▸ WHAT IS BEING ASKED
Once the line with "the gray blazer" is found in the entries below, repeat that line and every one after it exactly, ending at the last.

▸ INPUT DATA
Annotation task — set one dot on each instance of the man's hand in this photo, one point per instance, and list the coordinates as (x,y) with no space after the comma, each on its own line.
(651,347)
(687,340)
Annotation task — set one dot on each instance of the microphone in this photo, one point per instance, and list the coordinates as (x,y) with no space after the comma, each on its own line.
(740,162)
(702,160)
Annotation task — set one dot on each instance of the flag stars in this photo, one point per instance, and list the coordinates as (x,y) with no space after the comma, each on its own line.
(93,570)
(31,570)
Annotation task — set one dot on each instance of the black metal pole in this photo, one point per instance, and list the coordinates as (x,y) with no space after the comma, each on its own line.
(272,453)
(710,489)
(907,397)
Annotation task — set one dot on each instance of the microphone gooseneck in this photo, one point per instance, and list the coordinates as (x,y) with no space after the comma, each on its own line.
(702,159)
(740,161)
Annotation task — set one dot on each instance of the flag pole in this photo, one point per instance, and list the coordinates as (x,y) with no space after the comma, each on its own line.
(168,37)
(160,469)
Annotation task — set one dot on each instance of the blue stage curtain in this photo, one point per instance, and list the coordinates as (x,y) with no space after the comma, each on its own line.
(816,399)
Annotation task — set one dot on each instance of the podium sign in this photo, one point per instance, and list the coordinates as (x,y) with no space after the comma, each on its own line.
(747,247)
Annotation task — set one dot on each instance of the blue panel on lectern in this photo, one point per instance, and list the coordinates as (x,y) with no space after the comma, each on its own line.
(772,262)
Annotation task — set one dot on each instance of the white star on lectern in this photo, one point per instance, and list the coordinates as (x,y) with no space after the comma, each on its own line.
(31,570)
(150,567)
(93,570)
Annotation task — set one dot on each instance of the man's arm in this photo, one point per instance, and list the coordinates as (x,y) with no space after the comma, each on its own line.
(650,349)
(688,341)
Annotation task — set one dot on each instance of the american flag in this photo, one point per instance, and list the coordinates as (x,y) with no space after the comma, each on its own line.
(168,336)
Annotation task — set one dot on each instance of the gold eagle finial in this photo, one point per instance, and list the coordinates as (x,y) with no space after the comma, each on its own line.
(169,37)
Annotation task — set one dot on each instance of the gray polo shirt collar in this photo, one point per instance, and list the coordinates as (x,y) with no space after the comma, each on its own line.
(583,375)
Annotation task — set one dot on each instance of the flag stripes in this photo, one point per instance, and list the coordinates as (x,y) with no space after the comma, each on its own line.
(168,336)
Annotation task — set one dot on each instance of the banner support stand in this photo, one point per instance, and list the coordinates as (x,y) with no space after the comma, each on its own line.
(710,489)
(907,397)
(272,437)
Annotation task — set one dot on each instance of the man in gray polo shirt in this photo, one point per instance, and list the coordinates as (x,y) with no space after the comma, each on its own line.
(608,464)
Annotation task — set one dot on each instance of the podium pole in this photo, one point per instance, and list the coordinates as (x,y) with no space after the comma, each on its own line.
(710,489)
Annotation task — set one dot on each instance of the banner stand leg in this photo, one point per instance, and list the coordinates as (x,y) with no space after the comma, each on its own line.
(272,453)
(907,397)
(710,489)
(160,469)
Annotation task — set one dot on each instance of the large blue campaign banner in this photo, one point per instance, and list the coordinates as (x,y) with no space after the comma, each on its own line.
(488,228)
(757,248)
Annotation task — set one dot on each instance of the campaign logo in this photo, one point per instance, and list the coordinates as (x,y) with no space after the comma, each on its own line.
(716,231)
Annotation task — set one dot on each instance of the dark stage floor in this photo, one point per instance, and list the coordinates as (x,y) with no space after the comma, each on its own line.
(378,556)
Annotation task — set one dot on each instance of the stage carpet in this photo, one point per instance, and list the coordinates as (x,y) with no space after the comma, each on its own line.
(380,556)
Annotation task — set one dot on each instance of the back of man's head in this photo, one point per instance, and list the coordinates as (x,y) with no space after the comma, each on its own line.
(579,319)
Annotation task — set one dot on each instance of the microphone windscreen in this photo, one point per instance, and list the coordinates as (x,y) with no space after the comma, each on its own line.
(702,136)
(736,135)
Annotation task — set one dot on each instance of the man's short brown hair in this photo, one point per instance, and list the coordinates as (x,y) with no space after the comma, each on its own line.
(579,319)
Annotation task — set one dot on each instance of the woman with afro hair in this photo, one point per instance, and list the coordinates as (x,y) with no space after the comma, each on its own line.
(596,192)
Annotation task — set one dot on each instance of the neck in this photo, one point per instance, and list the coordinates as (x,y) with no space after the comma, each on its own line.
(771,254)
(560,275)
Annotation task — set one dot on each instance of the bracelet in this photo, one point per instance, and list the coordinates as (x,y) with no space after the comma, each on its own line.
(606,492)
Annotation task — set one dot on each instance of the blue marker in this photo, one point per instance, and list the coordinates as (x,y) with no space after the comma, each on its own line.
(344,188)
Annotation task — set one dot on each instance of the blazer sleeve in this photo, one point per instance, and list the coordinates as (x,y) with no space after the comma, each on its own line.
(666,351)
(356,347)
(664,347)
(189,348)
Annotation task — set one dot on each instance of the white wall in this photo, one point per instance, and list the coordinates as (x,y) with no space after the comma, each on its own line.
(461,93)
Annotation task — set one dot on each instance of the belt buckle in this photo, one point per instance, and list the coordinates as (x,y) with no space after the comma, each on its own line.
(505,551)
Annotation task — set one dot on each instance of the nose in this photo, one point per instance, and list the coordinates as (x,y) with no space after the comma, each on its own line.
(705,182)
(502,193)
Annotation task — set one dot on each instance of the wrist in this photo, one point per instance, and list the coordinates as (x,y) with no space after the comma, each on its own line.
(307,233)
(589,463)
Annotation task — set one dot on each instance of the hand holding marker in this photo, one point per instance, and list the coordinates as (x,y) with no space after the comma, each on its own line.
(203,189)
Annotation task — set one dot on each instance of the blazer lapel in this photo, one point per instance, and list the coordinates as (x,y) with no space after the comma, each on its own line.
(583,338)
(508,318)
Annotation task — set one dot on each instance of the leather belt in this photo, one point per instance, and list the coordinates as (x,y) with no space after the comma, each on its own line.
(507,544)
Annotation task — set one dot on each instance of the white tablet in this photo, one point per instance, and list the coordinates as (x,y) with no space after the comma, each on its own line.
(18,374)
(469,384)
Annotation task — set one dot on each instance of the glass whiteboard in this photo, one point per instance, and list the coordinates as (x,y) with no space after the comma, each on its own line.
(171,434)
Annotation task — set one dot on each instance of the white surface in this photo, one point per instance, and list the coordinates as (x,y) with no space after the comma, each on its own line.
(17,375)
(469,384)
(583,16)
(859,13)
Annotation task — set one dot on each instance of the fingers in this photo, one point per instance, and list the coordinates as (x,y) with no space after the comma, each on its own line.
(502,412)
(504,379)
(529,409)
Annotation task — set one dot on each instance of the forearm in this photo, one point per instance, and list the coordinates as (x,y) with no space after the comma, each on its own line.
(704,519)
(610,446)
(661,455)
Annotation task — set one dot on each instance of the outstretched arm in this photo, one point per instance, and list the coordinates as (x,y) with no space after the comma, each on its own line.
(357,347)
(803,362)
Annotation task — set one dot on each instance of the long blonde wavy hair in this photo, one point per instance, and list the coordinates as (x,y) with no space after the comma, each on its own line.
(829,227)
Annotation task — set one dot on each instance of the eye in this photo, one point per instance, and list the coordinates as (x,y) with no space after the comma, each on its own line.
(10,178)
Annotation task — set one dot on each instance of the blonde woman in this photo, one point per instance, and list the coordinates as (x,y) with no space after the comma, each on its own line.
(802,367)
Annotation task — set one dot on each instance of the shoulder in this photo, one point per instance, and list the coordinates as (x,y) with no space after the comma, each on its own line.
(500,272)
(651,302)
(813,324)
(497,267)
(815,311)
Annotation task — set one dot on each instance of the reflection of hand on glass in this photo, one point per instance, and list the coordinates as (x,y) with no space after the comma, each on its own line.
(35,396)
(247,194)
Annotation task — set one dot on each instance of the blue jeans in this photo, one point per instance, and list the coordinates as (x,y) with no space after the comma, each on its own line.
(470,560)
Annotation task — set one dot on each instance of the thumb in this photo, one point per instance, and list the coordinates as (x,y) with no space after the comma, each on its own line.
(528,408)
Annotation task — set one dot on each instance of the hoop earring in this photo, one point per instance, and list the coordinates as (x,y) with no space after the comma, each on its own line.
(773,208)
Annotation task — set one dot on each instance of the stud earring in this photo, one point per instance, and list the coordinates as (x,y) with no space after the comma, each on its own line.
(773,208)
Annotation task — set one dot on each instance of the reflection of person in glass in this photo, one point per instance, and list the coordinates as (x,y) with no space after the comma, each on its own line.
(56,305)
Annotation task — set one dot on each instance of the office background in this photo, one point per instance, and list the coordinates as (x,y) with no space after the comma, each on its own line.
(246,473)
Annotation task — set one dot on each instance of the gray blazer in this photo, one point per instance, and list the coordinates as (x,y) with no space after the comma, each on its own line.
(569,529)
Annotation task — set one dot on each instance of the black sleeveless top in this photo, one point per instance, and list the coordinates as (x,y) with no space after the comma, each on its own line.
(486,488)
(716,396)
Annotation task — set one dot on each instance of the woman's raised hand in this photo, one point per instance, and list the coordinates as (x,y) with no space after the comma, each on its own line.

▸ RESULT OF THIS TASK
Annotation task — set one dot on each instance of the gray blazer in this photo, one point per instance, and list the coordinates as (x,y) with no space after the comma, each on its own line.
(569,529)
Annotation task — set one dot on each instance of the black sleeveless top in this photo, one point per instance, and list the coordinates as (x,y) with no space after the comma, each on its own line.
(486,488)
(716,396)
Annotation task — set one dot on each instance of the woman's raised hand in this photo, one point per instance, and list the coordinates as (x,y) with no space after the comma, each on its own line.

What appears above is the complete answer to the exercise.